WHAT THE TASK ASKS
Nothing but the data below, returned exactly, should appear in the answer.

Excerpts from a dataset:
***

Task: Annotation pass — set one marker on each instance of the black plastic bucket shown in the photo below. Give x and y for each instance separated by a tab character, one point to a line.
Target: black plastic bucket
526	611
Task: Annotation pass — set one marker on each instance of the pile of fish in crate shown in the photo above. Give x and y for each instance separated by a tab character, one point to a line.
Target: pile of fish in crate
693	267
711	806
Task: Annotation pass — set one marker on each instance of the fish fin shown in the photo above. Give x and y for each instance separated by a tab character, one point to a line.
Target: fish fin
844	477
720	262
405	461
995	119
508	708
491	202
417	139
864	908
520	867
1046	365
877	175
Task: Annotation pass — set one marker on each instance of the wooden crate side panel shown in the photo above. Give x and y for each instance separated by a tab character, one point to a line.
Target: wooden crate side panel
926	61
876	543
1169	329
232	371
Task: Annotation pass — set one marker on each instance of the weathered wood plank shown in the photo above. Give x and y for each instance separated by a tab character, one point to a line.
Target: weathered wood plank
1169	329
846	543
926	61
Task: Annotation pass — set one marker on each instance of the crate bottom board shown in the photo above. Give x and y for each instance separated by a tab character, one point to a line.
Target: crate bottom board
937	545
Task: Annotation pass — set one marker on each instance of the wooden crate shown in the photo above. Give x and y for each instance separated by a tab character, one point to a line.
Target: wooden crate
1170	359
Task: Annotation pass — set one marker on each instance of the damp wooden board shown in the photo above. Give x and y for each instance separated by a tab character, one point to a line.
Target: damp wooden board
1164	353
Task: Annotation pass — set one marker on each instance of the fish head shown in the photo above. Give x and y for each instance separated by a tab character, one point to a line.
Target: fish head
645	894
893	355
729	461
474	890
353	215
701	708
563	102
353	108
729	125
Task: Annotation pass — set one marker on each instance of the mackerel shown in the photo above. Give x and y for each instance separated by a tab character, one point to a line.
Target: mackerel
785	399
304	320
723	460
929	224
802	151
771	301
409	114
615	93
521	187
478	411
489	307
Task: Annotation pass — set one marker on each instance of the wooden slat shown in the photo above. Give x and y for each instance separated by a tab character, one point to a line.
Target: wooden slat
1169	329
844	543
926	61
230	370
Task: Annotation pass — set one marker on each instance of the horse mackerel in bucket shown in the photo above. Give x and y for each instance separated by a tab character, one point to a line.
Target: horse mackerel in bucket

***

EXERCISE OUTPUT
Task: Annotation pass — set one marker on each instance of the black plastic bucket shown in the photo below. Give x and y for each instance separated by a tab character, one point to a line.
Target: black plastic bucket
526	611
Task: Annotation pass — set one marker on each instance of the pile of fish in crate shown in the photo above. Give x and y for each instance separated by a tab character, one point to a line.
Target: pile of fish in crate
693	267
711	806
Task: Annotation pass — set one marker on each instance of the fish fin shown in the photo above. Give x and y for each instance separated by a tab character, one point to a line.
Target: fish fin
844	477
720	262
405	461
995	119
508	708
491	202
417	139
864	908
520	867
1046	365
877	175
Task: Annotation pass — set one marker on each instance of the wooden crate side panel shown in the photo above. Give x and y for each instance separated by a tab character, one point to a line.
Target: wooden crate side panel
926	61
876	543
1169	329
232	371
Task: Annotation pass — set one marker on each instance of the weathered wood plank shown in the photo above. Give x and y for each instance separated by a tab character, one point to a line.
Target: weathered wood plank
1169	329
846	543
926	61
Task: Annotation pass — set one marker on each instance of the crate bottom board shown in the photo above. Give x and y for each instance separated by a tab character, one point to a line.
Target: crate bottom board
937	545
Task: Annotation pass — set one marker on each instance of the wooden crate shown in the photo above. Give x and y for each instance separated by a tab character, one point to a line.
Target: wooden crate
1170	359
Task: Annotation pass — set one marker on each instance of the damp wooden board shown in the photo above. Give x and y for each instance separated by a tab character, one point to a line.
Target: damp wooden board
1164	353
Task: Annotation pass — set one marker on each instance of the fish head shown in the photo above. Give x and y for each instance separated by a tab character, one point to a line.
Target: fish head
645	894
893	355
729	461
474	890
353	215
701	708
563	102
353	108
729	125
Task: Annotation pass — set one marker on each instance of the mackerel shown in the photo above. Give x and y for each instance separated by a tab character, one point to a line.
Target: mackerel
785	399
304	320
723	460
929	224
802	151
771	301
409	114
615	93
521	187
478	411
489	307
Task: Annotation pass — set one marker on each instance of the wooden slat shown in the photo above. Give x and y for each instance separated by a tab character, one point to a line.
Target: wooden slat
1169	329
844	543
926	61
230	370
Task: Annotation pass — set one marker on each instance of the horse mackerel in bucket shown in the photo above. Give x and y for each instance separated by a tab character, one point to a line.
Target: horse mackerel in bucket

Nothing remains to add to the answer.